» REQUIREMENT A
In the agriculture article, which organization sponsors the Food Dialogues campaign?
» REQUIREMENT B
Pull out the part of the agriculture article starting with "Mounting public concerns" and going on through "traditional family farms.".
» REQUIREMENT C
According to the agriculture article, why have the defenders of so-called modern agriculture hired top public relations firms?

Americans are being subjected to an ongoing multimillion-dollar propaganda campaign designed to “increase confidence and trust in today’s agriculture.” Food Dialogues, just one example of this broader trend, is a campaign sponsored by the U.S. Farmers and Ranchers Alliance—an industry organization whose funders and board members include Monsanto, DuPont, and John Deere. The campaign features the “faces of farming and ranching”—articulate, attractive young farmers, obviously chosen to put the best possible face on the increasingly ugly business of industrial agriculture, which dominates our food- production system.
Genetically engineered crops, inhumane treatment of farm animals, and routine feeding of antibiotics to confined animals—among many other problems—have eroded public trust in American agriculture. In response, the defenders of so-called modern agriculture have employed top public relations firms to try to clean up their tarnished public image. Their campaigns emphasize such issues as water quality, food safety, animal welfare, and “food prices and choices.”
Mounting public concerns in each of these areas are supported by a growing body of scientific evidence. For example, a 1998 EPA study found 35,000 miles of streams in 22 states polluted with biological wastes from concentrated animal feeding operations. The number of “impaired waters” in Iowa has tripled since the late 1980s, as industrial farming systems, such as factory farms, have replaced traditional family farms.

[Records from a data collection]
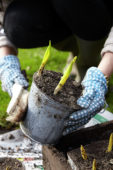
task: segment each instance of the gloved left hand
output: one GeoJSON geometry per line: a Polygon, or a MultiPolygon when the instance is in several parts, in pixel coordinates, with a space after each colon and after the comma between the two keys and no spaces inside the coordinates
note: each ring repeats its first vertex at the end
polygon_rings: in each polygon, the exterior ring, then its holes
{"type": "Polygon", "coordinates": [[[27,108],[28,82],[21,73],[20,63],[16,56],[7,55],[0,58],[0,80],[2,89],[12,97],[9,103],[7,120],[19,122],[27,108]],[[16,85],[15,85],[16,84],[16,85]]]}
{"type": "Polygon", "coordinates": [[[83,109],[72,113],[65,121],[63,135],[67,135],[86,124],[104,107],[105,94],[108,89],[104,74],[98,68],[91,67],[81,84],[84,90],[83,95],[77,100],[77,104],[83,109]]]}

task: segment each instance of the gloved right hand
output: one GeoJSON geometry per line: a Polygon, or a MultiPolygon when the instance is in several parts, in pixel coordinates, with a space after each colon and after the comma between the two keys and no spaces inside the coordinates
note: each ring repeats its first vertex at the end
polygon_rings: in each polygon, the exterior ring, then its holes
{"type": "Polygon", "coordinates": [[[0,80],[3,91],[12,96],[12,87],[15,83],[27,88],[28,82],[20,70],[20,63],[16,56],[7,55],[0,58],[0,80]]]}

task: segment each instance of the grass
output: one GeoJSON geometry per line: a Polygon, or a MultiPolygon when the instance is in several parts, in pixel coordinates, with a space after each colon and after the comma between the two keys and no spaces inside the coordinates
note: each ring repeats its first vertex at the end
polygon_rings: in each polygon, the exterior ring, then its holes
{"type": "MultiPolygon", "coordinates": [[[[34,48],[34,49],[19,49],[19,59],[21,63],[21,69],[26,70],[27,78],[29,80],[29,88],[32,83],[32,76],[34,72],[39,69],[42,58],[44,56],[46,47],[34,48]]],[[[57,72],[62,72],[65,66],[68,52],[58,51],[54,48],[51,49],[51,56],[46,65],[47,70],[54,70],[57,72]]],[[[8,103],[10,102],[10,97],[6,92],[3,92],[0,84],[0,126],[10,128],[11,123],[6,122],[6,109],[8,103]]]]}
{"type": "MultiPolygon", "coordinates": [[[[29,88],[32,83],[32,76],[34,72],[36,72],[39,69],[45,50],[46,47],[29,49],[29,50],[19,49],[18,57],[20,59],[21,69],[26,70],[27,78],[29,80],[29,88]]],[[[69,55],[68,52],[57,51],[56,49],[52,48],[51,57],[48,60],[46,69],[62,72],[66,64],[68,55],[69,55]]],[[[9,101],[10,101],[10,97],[6,92],[2,91],[1,84],[0,84],[0,126],[5,128],[12,127],[12,124],[6,122],[5,120],[7,116],[6,109],[9,101]]],[[[109,92],[106,96],[106,101],[109,105],[108,110],[110,112],[113,112],[113,76],[110,79],[109,92]]]]}

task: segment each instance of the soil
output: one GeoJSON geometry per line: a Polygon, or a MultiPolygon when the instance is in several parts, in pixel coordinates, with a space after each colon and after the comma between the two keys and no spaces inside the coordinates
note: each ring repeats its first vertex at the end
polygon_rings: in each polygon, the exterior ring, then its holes
{"type": "Polygon", "coordinates": [[[82,93],[82,86],[76,83],[71,77],[68,78],[61,91],[54,95],[62,74],[60,72],[44,70],[41,77],[34,75],[34,81],[39,89],[53,100],[68,105],[74,110],[80,109],[76,101],[82,93]]]}
{"type": "Polygon", "coordinates": [[[106,153],[112,132],[113,121],[110,121],[64,136],[56,146],[43,146],[45,167],[47,170],[59,170],[61,165],[61,169],[69,170],[66,167],[69,156],[79,170],[91,170],[94,158],[97,162],[96,170],[113,170],[113,151],[106,153]],[[80,145],[84,146],[88,160],[81,157],[80,145]]]}
{"type": "Polygon", "coordinates": [[[25,170],[25,168],[17,159],[0,158],[0,170],[25,170]]]}
{"type": "Polygon", "coordinates": [[[79,170],[91,170],[93,159],[96,159],[96,170],[113,170],[113,151],[106,153],[108,140],[92,142],[84,146],[87,160],[81,156],[80,148],[69,152],[70,158],[79,170]]]}

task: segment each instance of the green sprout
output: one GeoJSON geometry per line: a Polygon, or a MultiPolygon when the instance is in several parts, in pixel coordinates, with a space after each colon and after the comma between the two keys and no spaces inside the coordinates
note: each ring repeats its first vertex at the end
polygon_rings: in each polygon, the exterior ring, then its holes
{"type": "Polygon", "coordinates": [[[96,159],[93,160],[92,170],[96,170],[96,159]]]}
{"type": "Polygon", "coordinates": [[[108,149],[106,152],[111,152],[113,148],[113,133],[110,134],[108,149]]]}
{"type": "Polygon", "coordinates": [[[62,86],[65,84],[66,80],[68,79],[68,77],[71,73],[72,66],[75,63],[76,59],[77,59],[77,57],[75,56],[73,58],[73,60],[71,61],[71,63],[69,64],[69,66],[67,67],[64,75],[61,77],[59,84],[57,85],[57,87],[54,90],[54,95],[56,95],[61,90],[62,86]]]}
{"type": "Polygon", "coordinates": [[[47,63],[47,61],[50,57],[50,51],[51,51],[51,41],[49,41],[49,46],[46,49],[46,52],[44,54],[41,66],[40,66],[39,70],[37,71],[37,74],[38,74],[39,77],[41,76],[41,74],[44,70],[44,67],[45,67],[45,65],[46,65],[46,63],[47,63]]]}
{"type": "Polygon", "coordinates": [[[82,156],[82,158],[83,158],[84,160],[86,160],[86,159],[87,159],[87,154],[86,154],[86,151],[85,151],[83,145],[80,146],[80,151],[81,151],[81,156],[82,156]]]}

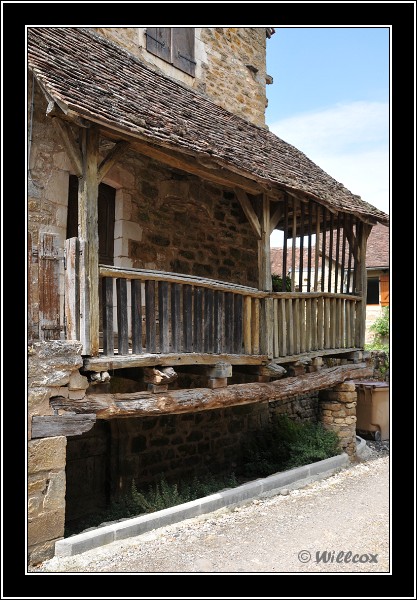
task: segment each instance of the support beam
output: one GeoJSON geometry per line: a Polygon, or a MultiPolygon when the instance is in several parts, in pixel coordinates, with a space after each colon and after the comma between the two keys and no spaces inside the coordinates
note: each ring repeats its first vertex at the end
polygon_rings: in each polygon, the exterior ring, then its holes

» EXERCISE OUTPUT A
The U.S. Farmers and Ranchers Alliance sponsors it.

» EXERCISE OUTPUT B
Mounting public concerns in each of these areas are supported by a growing body of scientific evidence. For example, a 1998 EPA study found 35,000 miles of streams in 22 states polluted with biological wastes from concentrated animal feeding operations. The number of “impaired waters” in Iowa has tripled since the late 1980s, as industrial farming systems, such as factory farms, have replaced traditional family farms.

» EXERCISE OUTPUT C
Genetically engineered crops, inhumane treatment of farm animals, routine feeding of antibiotics to confined animals and many other problems have eroded public trust in American agriculture. The defenders hired the firms to try to clean up their tarnished public image.